◆ **Quoted passage**
* * * *
PAM Facilitates Digital Identity Hygiene Best Practices

Identity hygiene relates to how your enterprise handles the credentials of both internal and external actors: ensuring that the digital identities have access appropriate to their positions, that the users with those identities are who they say they are, and that both are monitored. Without adequate identity hygiene, the chances of an external hacker obtaining those credentials or an insider threat occurring increase substantially—never a good thing.  

Privileged access management’s key capabilities can improve your enterprise’s digital identity hygiene significantly by allowing for greater visibility into user credentials and granular control over them.

Those PAM key capabilities include:

Administrative Control and Role Management

One of the key benefits of privileged access management is the insight into your enterprise’s IT environment via the high level of inherent administrative controls. For example, the different departments in your enterprise require privileged accounts for their leaders: the CEO will need privileged access, as will your IT director and CFO.

Yet each will need their own distinct privileged credentials: the CEO doesn’t need the same permissions as the IT director. Giving block privileges to all privileged users asks for trouble: it opens the door to potential insider threats whether accidental or deliberate and makes these credentials prime target to external cybercriminals.

Privileged access management can help enforce identity hygiene best practices by delegating privileged permissions to individual roles rather than people. This will prevent permissions creep—an individual continuing to gain privileges as they move through your enterprise—which can increase the chances of an insider threat. Furthermore, the administrative controls offered by PAM allows for greater visibility into your permissions, including who has what access and when they are using it. Thus PAM allows your IT security team to make adjustments or revoke permissions if they see a discrepancy, improving your enterprise’s overall identity hygiene.
* * * *
◆ **Goal of the exercise**
Rewrite the passage of the privileged access management text that begins at the words "Administrative Control and" and ends after "director and CFO.", putting "chief financial officer" in place of "CFO".

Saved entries
* * * *
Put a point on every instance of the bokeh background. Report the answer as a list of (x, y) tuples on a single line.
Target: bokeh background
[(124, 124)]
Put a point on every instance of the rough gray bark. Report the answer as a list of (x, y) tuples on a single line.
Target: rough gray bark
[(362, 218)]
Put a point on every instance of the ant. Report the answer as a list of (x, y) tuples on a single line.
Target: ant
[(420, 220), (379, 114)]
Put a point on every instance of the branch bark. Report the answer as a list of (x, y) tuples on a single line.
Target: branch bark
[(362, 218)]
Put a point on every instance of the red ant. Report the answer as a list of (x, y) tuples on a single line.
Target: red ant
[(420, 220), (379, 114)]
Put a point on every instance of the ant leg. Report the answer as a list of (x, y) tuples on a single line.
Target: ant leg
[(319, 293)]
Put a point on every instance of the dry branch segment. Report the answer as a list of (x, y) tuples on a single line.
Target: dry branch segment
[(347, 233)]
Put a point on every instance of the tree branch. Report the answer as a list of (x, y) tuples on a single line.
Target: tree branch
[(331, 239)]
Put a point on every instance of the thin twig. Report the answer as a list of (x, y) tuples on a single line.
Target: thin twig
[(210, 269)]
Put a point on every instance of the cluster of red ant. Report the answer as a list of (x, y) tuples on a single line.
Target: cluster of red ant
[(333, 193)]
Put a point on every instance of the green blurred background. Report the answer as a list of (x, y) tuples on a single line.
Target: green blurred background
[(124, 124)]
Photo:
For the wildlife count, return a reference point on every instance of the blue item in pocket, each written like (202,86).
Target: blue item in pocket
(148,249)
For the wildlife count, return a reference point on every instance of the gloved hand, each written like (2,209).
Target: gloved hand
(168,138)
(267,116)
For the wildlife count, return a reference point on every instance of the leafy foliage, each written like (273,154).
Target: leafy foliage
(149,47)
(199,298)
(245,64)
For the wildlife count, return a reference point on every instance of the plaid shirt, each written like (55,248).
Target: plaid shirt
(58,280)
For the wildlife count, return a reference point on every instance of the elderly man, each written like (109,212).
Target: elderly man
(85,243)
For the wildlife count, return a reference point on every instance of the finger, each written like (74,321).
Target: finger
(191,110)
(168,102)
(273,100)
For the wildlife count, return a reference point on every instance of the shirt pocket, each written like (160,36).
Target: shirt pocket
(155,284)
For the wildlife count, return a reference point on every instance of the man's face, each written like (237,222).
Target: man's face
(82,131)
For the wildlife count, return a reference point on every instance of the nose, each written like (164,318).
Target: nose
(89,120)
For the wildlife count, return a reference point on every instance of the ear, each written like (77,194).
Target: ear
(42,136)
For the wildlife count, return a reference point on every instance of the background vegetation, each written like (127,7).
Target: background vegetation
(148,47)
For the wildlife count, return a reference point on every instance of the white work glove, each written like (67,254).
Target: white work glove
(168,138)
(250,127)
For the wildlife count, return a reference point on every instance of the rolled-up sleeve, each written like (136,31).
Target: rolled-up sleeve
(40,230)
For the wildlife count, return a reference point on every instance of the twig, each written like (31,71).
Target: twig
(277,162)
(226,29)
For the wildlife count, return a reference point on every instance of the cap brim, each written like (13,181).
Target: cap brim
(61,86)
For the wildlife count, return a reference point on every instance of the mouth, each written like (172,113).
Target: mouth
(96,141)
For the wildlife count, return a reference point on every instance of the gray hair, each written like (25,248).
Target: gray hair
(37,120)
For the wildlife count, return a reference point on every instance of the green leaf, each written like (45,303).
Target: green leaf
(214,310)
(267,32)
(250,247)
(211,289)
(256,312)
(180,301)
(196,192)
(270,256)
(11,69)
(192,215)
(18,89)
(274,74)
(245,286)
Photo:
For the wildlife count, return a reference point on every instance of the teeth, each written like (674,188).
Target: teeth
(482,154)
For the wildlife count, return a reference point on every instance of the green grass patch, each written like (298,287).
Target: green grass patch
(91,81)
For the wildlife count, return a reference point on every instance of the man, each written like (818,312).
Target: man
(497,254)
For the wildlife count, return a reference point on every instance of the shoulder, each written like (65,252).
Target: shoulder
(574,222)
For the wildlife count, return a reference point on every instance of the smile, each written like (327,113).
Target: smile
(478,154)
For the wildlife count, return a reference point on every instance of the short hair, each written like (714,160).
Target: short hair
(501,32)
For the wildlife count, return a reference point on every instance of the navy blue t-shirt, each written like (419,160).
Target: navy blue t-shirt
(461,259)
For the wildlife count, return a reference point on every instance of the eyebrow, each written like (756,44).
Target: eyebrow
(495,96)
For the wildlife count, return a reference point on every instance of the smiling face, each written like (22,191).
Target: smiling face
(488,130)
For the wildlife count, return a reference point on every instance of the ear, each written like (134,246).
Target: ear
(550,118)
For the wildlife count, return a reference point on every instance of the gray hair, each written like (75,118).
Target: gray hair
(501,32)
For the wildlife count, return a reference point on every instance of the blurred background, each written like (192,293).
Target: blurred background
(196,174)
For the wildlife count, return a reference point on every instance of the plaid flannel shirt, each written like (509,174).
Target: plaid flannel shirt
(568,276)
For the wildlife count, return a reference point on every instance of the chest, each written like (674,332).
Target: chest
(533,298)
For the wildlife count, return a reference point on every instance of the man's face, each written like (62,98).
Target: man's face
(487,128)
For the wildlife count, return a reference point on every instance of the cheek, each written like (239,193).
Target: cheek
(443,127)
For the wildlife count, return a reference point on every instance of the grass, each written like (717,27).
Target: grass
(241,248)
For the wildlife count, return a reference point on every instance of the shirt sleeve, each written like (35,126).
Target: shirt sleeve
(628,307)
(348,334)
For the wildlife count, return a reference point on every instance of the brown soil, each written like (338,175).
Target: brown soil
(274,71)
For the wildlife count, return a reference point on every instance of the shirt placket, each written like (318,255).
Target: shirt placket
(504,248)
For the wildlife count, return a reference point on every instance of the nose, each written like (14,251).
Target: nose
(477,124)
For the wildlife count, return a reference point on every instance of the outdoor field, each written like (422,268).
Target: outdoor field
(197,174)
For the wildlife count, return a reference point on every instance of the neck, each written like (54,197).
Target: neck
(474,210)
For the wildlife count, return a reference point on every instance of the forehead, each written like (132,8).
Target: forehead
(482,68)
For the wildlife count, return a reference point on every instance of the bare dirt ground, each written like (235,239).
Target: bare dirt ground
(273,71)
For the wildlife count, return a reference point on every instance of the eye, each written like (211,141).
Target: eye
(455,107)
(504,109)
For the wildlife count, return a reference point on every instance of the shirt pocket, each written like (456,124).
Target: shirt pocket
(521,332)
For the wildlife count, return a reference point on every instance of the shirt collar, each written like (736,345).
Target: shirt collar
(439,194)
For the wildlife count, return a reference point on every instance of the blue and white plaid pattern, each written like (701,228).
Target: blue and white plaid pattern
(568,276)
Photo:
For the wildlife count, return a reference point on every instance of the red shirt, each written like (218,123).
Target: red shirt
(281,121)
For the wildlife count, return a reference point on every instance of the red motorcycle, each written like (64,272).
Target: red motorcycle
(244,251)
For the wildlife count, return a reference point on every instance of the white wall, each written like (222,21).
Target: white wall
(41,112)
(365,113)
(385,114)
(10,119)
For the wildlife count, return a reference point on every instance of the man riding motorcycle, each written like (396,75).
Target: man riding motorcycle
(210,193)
* * * *
◆ **Result**
Administrative Control and Role Management

One of the key benefits of privileged access management is the insight into your enterprise’s IT environment via the high level of inherent administrative controls. For example, the different departments in your enterprise require privileged accounts for their leaders: the CEO will need privileged access, as will your IT director and chief financial officer.